▸ **Görev listesi**:
1. Cesur ve Güzel yazısındaki "Bu kısımda tam da şunu söyleyebilirim ki olayların getirdiği kafa karışıklıkları hariç Sühan’ın bu net tavrı çok hoşuma gidiyor." cümlesini İngilizceye çevirin.
2. Cesur ve Güzel yazısını son cümlesinin ardından devam ettirin.

▸ **Sayfa alıntısı**:
▼

4 Şubat 2017 Cumartesi

Cesur ve Güzel -12.Bölüm


‘ Sorarım aşk durulur mu? Acıyı sevmek olur mu?’


Sühan için bölümü, bu şarkı sözü ile özetleyebilirim sanırım. Neden derseniz bu bölüm en çok ona üzüldüm ya da şöyle söyleyebilirim: Tek ona üzüldüm. O kadar arada kalmış, kaybolmuş bir durumda hissediyor ki kendini; artık kime ne kadar güveneceğini bilemiyor, bir türlü kestiremiyor.
Bölümümüze gelirsek de çok özel bir gece ve Cesur’dan güven verici sözler… Sonrasında ise ortaya çıkan vasiyet mevzusu ile yeniden şüpheler içine düşen Sühan… ilk istikamet Korludağ çifti oluyor ve annesi tarafından yazılan vasiyetnameyi, babasının herhangi bir hamlesine karşı güvence altına alıyor. Çiftlikte bulunduğu sırada ise maruz kaldığı Cahide’nin anlamlı sorularına karşı rol yaparak mutlu bir evliliği olduğuna inandırmaya çalışan Sühan önceki yazımda belirttiğim gibi muhtemel Tahsin ile Sühan karşılaşmalarına bir yenisini daha ekliyor. Babasının kendisini haklı çıkarmak adına sarf ettiği iğneleyici sözlerine karşın ise altta kalmıyor tabii ve gereken cevabı veriyor. Bu kısımda tam da şunu söyleyebilirim ki olayların getirdiği kafa karışıklıkları hariç Sühan’ın bu net tavrı çok hoşuma gidiyor. Söz konusu, yıllarca bir yanlışını görmemiş ya da görmek istememiş (Çünkü kızı dışında herkes ile sorunlu bir Tahsin Korludağ) çok sevdiği babası dahi olsa, nerde ne şekilde durması gerektiğini çok iyi bilmekle kalmayıp, düşüncelerinden de asla taviz vermiyor. Durum böyle olunca da beklediği sözler yerine Sühan’ın kendisine daha da diklenmesi Tahsin Korludağ’ın elinin havaya kalkmasına sebep oluyor ve o elin inerek daha derin yaralar açmasını ise Korhan engelliyor. Bu sahne, sanırım, Sühan için babası ile yaşadığı anların ilk sırasına yerleşiyor ki dilinden büyük bir hüzün ile ‘Tanıştığımıza memnun oldum Tahsin Korludağ!’ cümlesi dökülüyor. Ve sonrası… İşte çok üzüldüğüm ilk sahne.. Babası ile karşı karşıya gelen bir kızın göz yaşları... Müzik ile sahne o kadar güzel uyuşmuş ki Sühan’ın yıkılışı insanın içine resmen bir sızı bırakıyor, kendisini bir yere ait olamama hissi ise ekrandan bizlere çok net bir şekilde geçiyor. Ve tam burada Tuba Büyüküstün’e ilk alkışımızı bırakıyoruz.

▲

▸ **Sağlanan bilgiler**:
▼

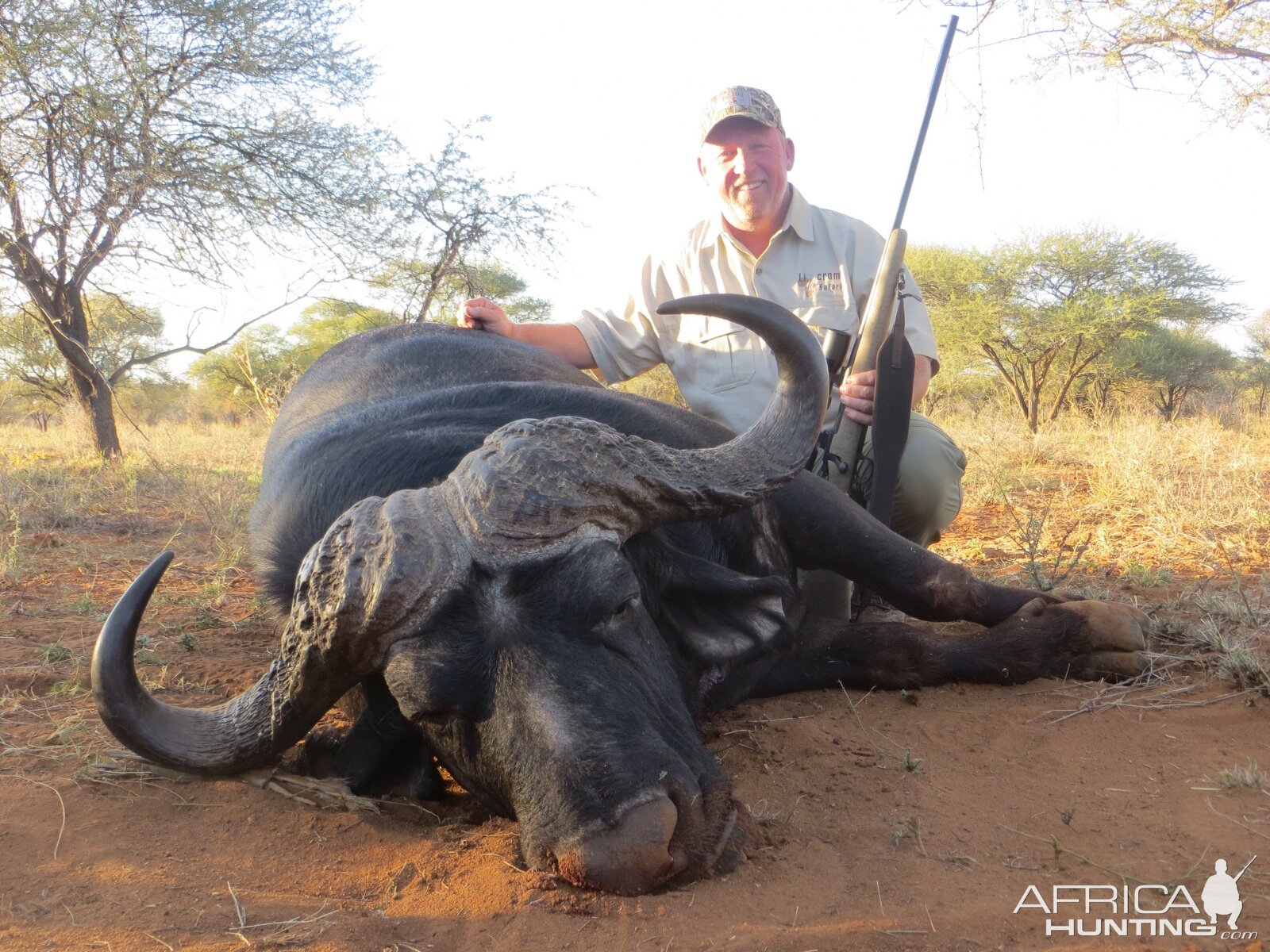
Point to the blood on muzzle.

▲

▸ **Alıştırma sonuçları**:
1. In this part, I can say exactly this: apart from the confusion brought on by the events, I really like Sühan's firm stance.

2.
Korludağ çiftliğinde hayal kırıklıkları rüzgarları eserken Alemdaroğlu çiftliği ise kesilen elektrik ve su derdiyle uğraşıyor. Uzun süre gelmeyen elektrik ve suyun normal olmadığını düşünen Cesur bunun bir komplo olduğunu anlıyor ve yollara düşüyor. Hesabını soruş şekli beni eskilere götürüp, gözümde birden Kuzey Tekinoğlu belirmesine neden oluyor özlemle. (Kuzey Tekinoğlu’na bir selam)
Bütün bunlar yaşanırken bölümümüzün son sahnesini içeren mektup, hapishaneden Rıza tarafından yazılıp Cesur’a yollanıyor. Yalnız mektubun akıbeti, önümüzdeki bölümde pek de umduğumuz gibi olmayacak sanki ama her şeyde olduğu gibi bir mesaj yola çıkmışsa elbet gideceği yere ulaşır tezine inanmak istiyorum burada.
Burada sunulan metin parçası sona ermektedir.